Exercise requirements
Reproduce every one of the rows below word for word, keeping each character unchanged.
---- Entries provided
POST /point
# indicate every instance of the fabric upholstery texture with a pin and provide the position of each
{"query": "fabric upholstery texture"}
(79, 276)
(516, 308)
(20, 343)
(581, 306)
--------
Finished task
POST /point
# indicate every instance of the fabric upholstery texture with a pin and provide the position of each
{"query": "fabric upholstery texture"}
(79, 276)
(516, 308)
(20, 343)
(581, 306)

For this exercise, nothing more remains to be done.